Task to carry out:
Filter the lines below, copying only those with the string "tree".

┌─ Dataset entries

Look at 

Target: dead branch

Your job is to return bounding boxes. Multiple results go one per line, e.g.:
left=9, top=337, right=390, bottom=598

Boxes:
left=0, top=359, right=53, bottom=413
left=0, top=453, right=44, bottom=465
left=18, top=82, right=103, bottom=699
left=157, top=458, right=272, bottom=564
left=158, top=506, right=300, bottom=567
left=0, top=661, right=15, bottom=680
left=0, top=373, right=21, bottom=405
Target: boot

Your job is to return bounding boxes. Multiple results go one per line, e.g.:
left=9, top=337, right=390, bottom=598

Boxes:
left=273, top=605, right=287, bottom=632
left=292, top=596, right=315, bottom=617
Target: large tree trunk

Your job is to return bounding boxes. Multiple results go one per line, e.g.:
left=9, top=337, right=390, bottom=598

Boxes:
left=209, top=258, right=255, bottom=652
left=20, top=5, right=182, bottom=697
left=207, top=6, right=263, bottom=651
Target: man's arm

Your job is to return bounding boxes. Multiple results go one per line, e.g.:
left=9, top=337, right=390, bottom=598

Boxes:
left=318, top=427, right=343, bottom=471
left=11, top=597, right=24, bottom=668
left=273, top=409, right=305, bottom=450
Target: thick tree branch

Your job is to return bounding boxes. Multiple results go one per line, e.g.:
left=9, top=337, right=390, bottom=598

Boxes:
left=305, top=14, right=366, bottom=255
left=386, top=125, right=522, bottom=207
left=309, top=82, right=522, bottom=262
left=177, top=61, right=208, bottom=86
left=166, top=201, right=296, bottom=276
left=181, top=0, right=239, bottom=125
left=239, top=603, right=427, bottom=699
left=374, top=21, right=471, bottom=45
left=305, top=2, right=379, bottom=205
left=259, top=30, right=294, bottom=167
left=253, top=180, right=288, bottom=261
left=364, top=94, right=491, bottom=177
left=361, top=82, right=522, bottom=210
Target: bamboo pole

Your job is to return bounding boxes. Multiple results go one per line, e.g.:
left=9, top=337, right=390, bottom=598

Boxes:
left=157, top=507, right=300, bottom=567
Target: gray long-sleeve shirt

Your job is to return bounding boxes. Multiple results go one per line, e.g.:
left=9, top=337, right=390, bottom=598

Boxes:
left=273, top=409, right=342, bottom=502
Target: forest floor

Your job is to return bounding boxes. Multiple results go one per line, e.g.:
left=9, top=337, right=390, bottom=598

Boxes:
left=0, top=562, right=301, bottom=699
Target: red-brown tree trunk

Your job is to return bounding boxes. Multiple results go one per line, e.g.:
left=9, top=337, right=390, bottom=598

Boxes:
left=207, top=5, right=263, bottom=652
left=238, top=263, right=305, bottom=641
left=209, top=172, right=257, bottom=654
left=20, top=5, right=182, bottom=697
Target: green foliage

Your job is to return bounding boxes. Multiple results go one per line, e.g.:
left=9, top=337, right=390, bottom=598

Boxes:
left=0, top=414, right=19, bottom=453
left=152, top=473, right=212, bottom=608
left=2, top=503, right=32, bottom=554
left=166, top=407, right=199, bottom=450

└─

Solution for this exercise:
Target: large tree trunk
Target: thick tree branch
Target: red-brown tree trunk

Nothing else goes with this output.